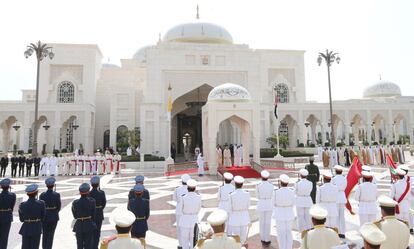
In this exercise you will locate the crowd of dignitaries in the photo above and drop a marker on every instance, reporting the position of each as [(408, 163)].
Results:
[(53, 164)]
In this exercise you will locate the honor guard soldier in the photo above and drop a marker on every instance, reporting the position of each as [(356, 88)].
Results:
[(219, 239), (31, 213), (7, 202), (303, 190), (396, 231), (366, 194), (327, 196), (83, 210), (340, 182), (239, 218), (179, 192), (190, 206), (4, 162), (123, 222), (264, 192), (320, 236), (139, 180), (100, 200), (283, 202), (372, 235), (140, 207), (53, 205)]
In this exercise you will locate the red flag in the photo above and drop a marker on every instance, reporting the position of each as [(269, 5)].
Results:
[(352, 179)]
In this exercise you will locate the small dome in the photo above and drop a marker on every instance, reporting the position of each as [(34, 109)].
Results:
[(382, 89), (229, 92), (199, 32)]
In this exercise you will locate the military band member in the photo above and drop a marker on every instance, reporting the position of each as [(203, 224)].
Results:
[(283, 202), (239, 218), (372, 235), (123, 222), (190, 206), (179, 192), (320, 236), (340, 182), (396, 231), (83, 210), (219, 239), (140, 207), (53, 204), (327, 196), (7, 202), (264, 192), (31, 213), (366, 194), (303, 189)]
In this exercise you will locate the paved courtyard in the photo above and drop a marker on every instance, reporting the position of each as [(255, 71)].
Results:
[(162, 232)]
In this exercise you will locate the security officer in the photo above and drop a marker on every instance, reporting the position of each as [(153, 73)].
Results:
[(123, 222), (140, 207), (264, 193), (372, 235), (140, 181), (22, 162), (14, 162), (29, 164), (100, 200), (396, 231), (31, 213), (4, 162), (313, 176), (219, 239), (320, 236), (83, 210), (7, 202), (53, 205)]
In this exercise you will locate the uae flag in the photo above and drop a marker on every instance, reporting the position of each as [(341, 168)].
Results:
[(352, 179)]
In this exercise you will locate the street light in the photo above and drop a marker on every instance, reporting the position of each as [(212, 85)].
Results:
[(42, 51), (329, 57)]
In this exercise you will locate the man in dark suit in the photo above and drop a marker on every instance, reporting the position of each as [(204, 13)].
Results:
[(22, 162), (15, 162), (139, 180), (100, 200), (53, 205), (83, 210), (140, 207), (31, 213), (7, 202), (4, 162)]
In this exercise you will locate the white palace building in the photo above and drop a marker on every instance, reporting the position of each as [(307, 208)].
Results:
[(84, 101)]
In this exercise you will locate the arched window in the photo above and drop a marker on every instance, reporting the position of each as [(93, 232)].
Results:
[(66, 92), (283, 93)]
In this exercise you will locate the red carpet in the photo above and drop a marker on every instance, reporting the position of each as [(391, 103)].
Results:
[(245, 171)]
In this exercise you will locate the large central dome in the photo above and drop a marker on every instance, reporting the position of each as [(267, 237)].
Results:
[(199, 32)]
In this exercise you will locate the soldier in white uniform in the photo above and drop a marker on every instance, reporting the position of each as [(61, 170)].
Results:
[(219, 239), (123, 219), (283, 202), (264, 193), (400, 192), (178, 194), (327, 196), (396, 231), (239, 219), (366, 195), (190, 207), (303, 189), (340, 181), (320, 236)]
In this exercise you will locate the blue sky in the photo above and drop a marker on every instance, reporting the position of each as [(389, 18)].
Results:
[(372, 37)]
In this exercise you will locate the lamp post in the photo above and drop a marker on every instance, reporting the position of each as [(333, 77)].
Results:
[(329, 57), (42, 51)]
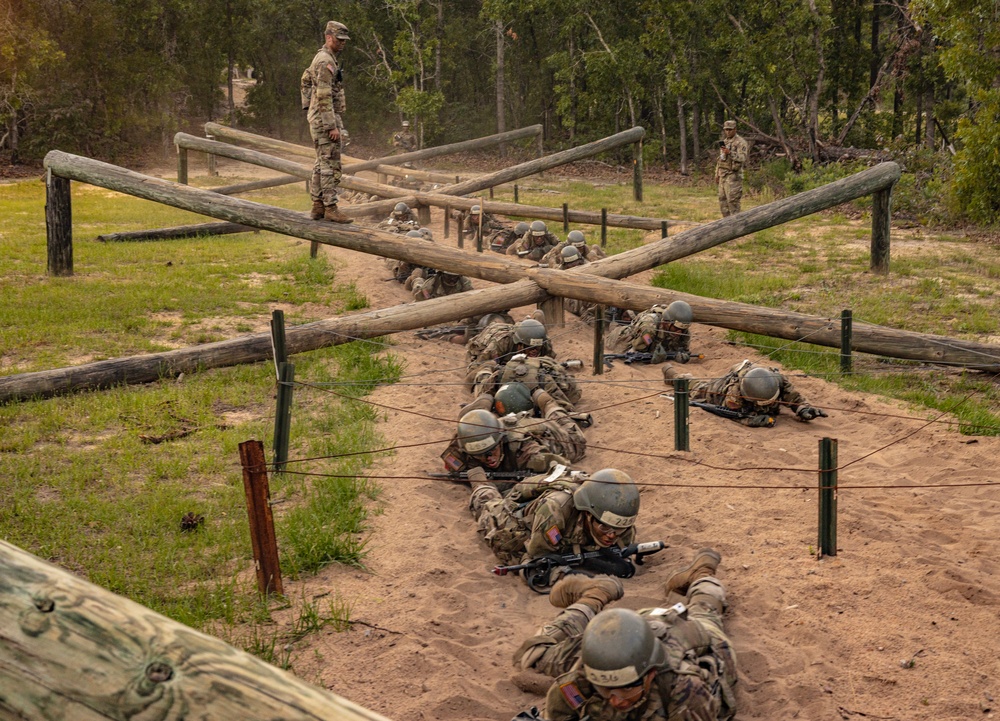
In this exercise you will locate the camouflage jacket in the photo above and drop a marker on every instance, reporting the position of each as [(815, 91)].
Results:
[(322, 86), (734, 161), (725, 392), (696, 683)]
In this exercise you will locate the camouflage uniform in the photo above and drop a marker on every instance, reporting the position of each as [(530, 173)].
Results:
[(533, 247), (537, 517), (725, 392), (438, 285), (551, 425), (496, 342), (729, 174), (322, 88), (696, 683), (645, 335)]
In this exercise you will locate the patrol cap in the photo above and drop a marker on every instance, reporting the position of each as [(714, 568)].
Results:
[(338, 30)]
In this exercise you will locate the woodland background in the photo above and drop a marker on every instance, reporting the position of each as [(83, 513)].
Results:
[(810, 80)]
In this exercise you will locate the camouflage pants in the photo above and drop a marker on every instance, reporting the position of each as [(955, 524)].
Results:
[(730, 192), (326, 170)]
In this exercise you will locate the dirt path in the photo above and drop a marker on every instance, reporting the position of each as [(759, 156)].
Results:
[(915, 579)]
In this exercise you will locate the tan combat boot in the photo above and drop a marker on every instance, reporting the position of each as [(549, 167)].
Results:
[(333, 214), (596, 591), (706, 563)]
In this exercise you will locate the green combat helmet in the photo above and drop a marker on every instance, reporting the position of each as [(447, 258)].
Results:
[(760, 384), (610, 496), (680, 314), (619, 649), (530, 333), (513, 398), (479, 432)]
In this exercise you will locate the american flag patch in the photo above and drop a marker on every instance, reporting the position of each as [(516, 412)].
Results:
[(572, 695), (553, 535)]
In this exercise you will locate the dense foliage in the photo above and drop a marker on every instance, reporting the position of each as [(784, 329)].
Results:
[(806, 78)]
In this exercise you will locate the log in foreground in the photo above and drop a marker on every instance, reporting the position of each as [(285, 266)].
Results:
[(178, 231), (72, 650)]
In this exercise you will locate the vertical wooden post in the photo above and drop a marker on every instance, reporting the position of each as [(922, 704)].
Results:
[(598, 340), (637, 171), (283, 415), (881, 217), (682, 438), (846, 331), (278, 341), (827, 543), (182, 165), (58, 225), (262, 537)]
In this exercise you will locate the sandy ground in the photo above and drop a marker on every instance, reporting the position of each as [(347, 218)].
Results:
[(901, 624)]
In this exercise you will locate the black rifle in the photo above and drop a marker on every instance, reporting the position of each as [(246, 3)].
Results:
[(461, 476), (613, 561)]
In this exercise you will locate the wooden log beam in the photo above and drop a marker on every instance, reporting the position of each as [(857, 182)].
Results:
[(627, 137), (72, 650), (179, 231), (773, 322), (261, 142)]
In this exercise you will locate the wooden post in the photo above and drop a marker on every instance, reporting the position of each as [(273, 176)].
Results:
[(265, 543), (278, 348), (881, 217), (682, 438), (599, 340), (637, 171), (58, 225), (182, 166), (283, 415), (846, 328), (827, 543)]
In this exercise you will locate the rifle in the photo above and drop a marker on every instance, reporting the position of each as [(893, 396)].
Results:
[(613, 561), (463, 476)]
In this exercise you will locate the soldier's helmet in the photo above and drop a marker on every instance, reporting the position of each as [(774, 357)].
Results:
[(760, 384), (619, 648), (680, 314), (610, 496), (513, 398), (570, 257), (338, 30), (529, 332), (479, 432)]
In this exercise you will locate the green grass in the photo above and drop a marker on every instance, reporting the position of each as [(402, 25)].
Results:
[(86, 486)]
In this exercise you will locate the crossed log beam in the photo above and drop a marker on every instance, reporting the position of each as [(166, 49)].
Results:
[(523, 284)]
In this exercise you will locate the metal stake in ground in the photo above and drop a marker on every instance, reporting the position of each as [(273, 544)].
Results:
[(265, 544), (827, 543)]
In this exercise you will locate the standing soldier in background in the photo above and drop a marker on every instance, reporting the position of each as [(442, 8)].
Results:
[(323, 99), (729, 169)]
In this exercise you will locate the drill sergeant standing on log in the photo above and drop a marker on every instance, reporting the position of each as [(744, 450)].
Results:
[(323, 99)]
==*==
# Work to be completed
Copy out every line of the listing that contains the string "beam".

# Answer box
In this exercise you will locate the wooden log beam in the photo above and drop a marker on every instance, reporting the position of each as [(857, 182)].
In this exercise you will locate the crossed log beam in the photo above and drop a marker on every instance, reporting the position of each as [(166, 49)].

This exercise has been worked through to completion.